» **GIVEN INSTRUCTION**:
Revise the material below so that each occurrence of "query phrase" reads "search phrase", leaving all other text unchanged.

Source data
## START
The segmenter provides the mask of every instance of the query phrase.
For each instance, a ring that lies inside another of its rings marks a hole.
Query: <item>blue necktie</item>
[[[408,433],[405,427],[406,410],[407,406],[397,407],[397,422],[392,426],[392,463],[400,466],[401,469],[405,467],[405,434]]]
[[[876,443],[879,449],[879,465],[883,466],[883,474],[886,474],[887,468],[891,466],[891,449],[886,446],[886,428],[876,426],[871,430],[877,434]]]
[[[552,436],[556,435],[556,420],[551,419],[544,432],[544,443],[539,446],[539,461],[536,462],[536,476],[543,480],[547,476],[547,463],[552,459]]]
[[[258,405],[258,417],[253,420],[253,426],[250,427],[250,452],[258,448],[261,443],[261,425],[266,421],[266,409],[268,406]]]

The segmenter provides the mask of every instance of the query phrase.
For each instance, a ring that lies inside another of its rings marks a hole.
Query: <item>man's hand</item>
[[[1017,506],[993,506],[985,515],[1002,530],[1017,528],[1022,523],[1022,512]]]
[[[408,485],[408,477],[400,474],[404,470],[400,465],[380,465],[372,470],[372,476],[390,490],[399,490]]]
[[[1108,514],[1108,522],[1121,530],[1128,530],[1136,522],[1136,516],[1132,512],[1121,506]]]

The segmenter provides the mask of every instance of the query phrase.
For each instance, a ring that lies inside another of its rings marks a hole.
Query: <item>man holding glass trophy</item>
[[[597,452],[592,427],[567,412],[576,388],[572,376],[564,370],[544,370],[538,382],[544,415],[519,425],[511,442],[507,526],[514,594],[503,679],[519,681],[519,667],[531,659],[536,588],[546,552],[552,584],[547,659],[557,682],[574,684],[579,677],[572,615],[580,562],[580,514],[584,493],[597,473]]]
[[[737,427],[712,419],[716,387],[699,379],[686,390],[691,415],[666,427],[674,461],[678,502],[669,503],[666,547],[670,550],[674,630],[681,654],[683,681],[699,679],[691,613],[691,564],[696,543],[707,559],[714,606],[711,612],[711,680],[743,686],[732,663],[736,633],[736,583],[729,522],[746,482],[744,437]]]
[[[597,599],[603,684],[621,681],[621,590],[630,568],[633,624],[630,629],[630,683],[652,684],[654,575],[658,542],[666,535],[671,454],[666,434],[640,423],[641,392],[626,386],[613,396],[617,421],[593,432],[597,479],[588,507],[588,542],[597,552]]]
## END
» **RESULT OF THIS TASK**:
The segmenter provides the mask of every instance of the search phrase.
For each instance, a ring that lies inside another of its rings marks a hole.
Query: <item>blue necktie</item>
[[[408,433],[405,427],[406,410],[407,406],[397,407],[397,422],[392,426],[392,463],[400,466],[401,469],[405,467],[405,434]]]
[[[876,443],[879,449],[879,465],[883,466],[883,474],[886,474],[887,468],[891,466],[891,449],[886,446],[886,428],[876,426],[871,430],[877,434]]]
[[[552,436],[556,435],[556,420],[551,419],[544,432],[544,443],[539,446],[539,461],[536,462],[536,476],[543,480],[547,476],[547,463],[552,459]]]
[[[258,405],[258,417],[253,420],[253,426],[250,427],[250,452],[258,448],[261,443],[261,425],[266,421],[266,409],[268,406]]]

The segmenter provides the mask of every instance of the search phrase.
For each instance, a ring that lies inside another of its rings marks a hole.
Query: <item>man's hand</item>
[[[1017,506],[993,506],[985,515],[1002,530],[1017,528],[1022,523],[1022,512]]]
[[[408,485],[408,477],[400,474],[404,470],[400,465],[380,465],[372,470],[372,476],[390,490],[399,490]]]
[[[1108,514],[1108,522],[1121,530],[1128,530],[1136,522],[1136,516],[1132,512],[1121,506]]]

The segmenter provides the mask of every instance of the search phrase.
For each instance, a ring that lies inside another of its rings marks a hole.
Query: <item>man holding glass trophy</item>
[[[597,452],[592,427],[567,412],[576,388],[572,376],[564,370],[544,370],[538,382],[544,415],[519,425],[511,442],[507,526],[514,594],[503,679],[519,681],[519,667],[531,659],[536,588],[546,552],[552,584],[547,659],[557,682],[574,684],[579,677],[572,615],[580,562],[580,514],[584,493],[597,473]]]
[[[737,427],[712,419],[716,387],[699,379],[686,390],[691,415],[666,427],[674,461],[678,502],[669,503],[666,547],[670,550],[674,630],[681,654],[683,681],[699,679],[691,613],[691,564],[696,543],[707,559],[714,606],[711,612],[711,680],[743,686],[732,663],[736,633],[736,583],[729,522],[746,482],[744,437]]]
[[[597,599],[603,684],[621,681],[621,590],[630,568],[633,624],[630,629],[630,683],[652,684],[654,575],[658,542],[666,535],[671,454],[666,434],[640,423],[641,392],[626,386],[613,396],[617,421],[593,432],[597,479],[588,507],[588,542],[597,552]]]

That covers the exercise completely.